-- START --
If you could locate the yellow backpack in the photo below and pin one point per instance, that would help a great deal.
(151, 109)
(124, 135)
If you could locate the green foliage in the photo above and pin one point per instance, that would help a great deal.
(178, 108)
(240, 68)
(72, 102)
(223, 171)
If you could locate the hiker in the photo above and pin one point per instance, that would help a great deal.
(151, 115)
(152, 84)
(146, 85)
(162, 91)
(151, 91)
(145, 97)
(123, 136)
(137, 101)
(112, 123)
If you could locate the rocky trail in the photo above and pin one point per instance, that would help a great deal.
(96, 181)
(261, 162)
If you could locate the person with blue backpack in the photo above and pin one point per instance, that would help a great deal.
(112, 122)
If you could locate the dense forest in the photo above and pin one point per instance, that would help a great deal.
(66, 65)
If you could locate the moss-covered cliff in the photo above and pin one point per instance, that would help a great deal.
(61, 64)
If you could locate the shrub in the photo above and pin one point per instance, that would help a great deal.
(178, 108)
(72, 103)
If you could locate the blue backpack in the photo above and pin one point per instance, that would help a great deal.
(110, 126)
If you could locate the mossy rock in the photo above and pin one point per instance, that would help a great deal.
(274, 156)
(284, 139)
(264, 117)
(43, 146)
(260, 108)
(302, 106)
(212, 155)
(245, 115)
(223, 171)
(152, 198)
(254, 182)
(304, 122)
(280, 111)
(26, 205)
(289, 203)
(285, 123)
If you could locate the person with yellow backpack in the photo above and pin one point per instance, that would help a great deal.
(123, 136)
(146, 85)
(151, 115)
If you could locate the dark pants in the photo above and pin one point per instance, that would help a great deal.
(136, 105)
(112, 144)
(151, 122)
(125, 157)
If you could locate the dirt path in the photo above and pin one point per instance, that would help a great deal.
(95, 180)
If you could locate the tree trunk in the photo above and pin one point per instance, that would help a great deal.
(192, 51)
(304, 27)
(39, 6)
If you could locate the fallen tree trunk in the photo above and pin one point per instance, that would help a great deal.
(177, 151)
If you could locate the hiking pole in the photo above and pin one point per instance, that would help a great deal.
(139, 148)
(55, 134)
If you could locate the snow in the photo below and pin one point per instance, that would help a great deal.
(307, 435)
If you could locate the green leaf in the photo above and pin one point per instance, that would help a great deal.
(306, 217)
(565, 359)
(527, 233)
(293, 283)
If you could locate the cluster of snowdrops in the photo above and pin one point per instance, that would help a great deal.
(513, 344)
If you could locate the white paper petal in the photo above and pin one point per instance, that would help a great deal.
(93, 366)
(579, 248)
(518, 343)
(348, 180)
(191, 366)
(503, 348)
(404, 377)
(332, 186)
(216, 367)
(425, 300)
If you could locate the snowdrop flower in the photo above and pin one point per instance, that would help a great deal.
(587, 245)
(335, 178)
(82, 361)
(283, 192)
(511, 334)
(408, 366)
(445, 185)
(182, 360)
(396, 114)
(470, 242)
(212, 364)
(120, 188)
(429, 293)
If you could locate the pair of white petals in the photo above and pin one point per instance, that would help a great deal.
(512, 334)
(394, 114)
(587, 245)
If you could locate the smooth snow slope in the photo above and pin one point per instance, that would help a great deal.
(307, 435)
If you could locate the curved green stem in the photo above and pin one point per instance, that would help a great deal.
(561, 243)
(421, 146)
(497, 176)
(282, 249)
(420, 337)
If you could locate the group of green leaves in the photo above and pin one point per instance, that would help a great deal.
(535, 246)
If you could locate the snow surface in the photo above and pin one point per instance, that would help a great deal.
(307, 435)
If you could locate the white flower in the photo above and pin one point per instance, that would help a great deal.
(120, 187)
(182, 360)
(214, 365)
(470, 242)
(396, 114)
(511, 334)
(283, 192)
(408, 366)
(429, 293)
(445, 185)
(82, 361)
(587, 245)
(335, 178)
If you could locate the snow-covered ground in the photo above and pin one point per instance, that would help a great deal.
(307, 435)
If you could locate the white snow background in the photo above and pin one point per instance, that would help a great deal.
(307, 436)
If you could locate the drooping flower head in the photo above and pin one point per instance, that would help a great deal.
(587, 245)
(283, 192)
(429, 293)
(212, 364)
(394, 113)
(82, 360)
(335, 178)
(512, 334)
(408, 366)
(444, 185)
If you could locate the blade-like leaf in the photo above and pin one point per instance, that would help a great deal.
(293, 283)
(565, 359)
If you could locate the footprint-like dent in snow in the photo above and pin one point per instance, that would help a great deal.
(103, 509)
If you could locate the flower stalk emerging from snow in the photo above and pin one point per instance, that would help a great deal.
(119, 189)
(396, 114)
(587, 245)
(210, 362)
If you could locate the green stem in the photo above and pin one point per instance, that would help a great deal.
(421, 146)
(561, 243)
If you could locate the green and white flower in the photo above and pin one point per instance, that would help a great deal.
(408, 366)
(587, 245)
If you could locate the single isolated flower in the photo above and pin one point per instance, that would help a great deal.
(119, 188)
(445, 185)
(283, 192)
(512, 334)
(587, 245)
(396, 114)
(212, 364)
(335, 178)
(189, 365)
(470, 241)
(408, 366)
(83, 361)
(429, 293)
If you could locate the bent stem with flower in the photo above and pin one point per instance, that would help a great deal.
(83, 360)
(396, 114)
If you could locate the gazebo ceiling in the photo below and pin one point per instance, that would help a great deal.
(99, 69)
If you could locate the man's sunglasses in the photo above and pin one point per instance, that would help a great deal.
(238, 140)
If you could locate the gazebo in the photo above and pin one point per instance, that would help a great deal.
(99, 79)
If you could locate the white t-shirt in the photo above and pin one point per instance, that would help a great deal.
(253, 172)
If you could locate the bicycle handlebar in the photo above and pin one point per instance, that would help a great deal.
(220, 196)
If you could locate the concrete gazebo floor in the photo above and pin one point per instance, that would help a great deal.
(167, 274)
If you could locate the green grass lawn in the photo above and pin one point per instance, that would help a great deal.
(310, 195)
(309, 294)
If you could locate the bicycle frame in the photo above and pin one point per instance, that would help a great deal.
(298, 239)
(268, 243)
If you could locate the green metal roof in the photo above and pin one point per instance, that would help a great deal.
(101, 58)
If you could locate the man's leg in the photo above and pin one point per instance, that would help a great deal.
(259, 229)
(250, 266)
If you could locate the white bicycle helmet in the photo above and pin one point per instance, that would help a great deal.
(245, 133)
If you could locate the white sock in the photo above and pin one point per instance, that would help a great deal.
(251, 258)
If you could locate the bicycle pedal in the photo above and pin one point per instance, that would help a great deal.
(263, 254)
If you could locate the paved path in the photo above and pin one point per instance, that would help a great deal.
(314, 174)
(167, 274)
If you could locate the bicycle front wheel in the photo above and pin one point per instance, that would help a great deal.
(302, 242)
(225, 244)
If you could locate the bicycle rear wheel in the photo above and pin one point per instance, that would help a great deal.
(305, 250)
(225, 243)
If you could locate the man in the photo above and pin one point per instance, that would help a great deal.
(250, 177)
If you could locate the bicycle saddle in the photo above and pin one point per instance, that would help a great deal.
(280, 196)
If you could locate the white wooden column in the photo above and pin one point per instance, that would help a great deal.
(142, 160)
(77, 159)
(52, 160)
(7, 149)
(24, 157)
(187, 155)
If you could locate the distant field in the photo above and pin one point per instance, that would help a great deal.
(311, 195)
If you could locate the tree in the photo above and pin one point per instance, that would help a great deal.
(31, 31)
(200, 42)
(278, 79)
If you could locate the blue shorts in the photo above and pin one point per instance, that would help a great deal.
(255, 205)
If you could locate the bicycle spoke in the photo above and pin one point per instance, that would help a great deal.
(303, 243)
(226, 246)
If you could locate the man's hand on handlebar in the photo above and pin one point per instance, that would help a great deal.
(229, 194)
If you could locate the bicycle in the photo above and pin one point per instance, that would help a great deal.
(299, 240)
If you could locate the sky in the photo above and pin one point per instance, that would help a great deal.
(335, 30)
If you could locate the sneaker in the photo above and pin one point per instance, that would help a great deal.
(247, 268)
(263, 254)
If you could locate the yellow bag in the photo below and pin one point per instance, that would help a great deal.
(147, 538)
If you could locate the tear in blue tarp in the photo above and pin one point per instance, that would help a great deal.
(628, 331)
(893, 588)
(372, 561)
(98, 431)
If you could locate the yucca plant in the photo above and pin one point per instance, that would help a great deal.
-- END --
• [Your task]
Return, unchanged, each line from the line containing "If you could locate the man's hand" through the last line of the material.

• [Right answer]
If you could locate the man's hand on handlebar in the photo above and pin one point per instance, that would help a great deal.
(229, 194)
If you could locate the bicycle in the photo above and pin one point per instance, that would help a great deal.
(299, 240)
If you could locate the sky in the photo above and pin one point per instance, that would help a great deal.
(335, 30)
If you could locate the sneaker in the photo above and pin one point per instance, that would help a great deal.
(247, 268)
(263, 254)
If you could locate the yellow bag in the photo below and pin one point per instance, that would help a great deal.
(147, 538)
If you could locate the tear in blue tarp in the photo above and pin one point per instance, that would help a great deal.
(628, 331)
(893, 588)
(372, 561)
(98, 431)
If you could locate the yucca plant in the photo above and pin one point per instance, that would help a great deal.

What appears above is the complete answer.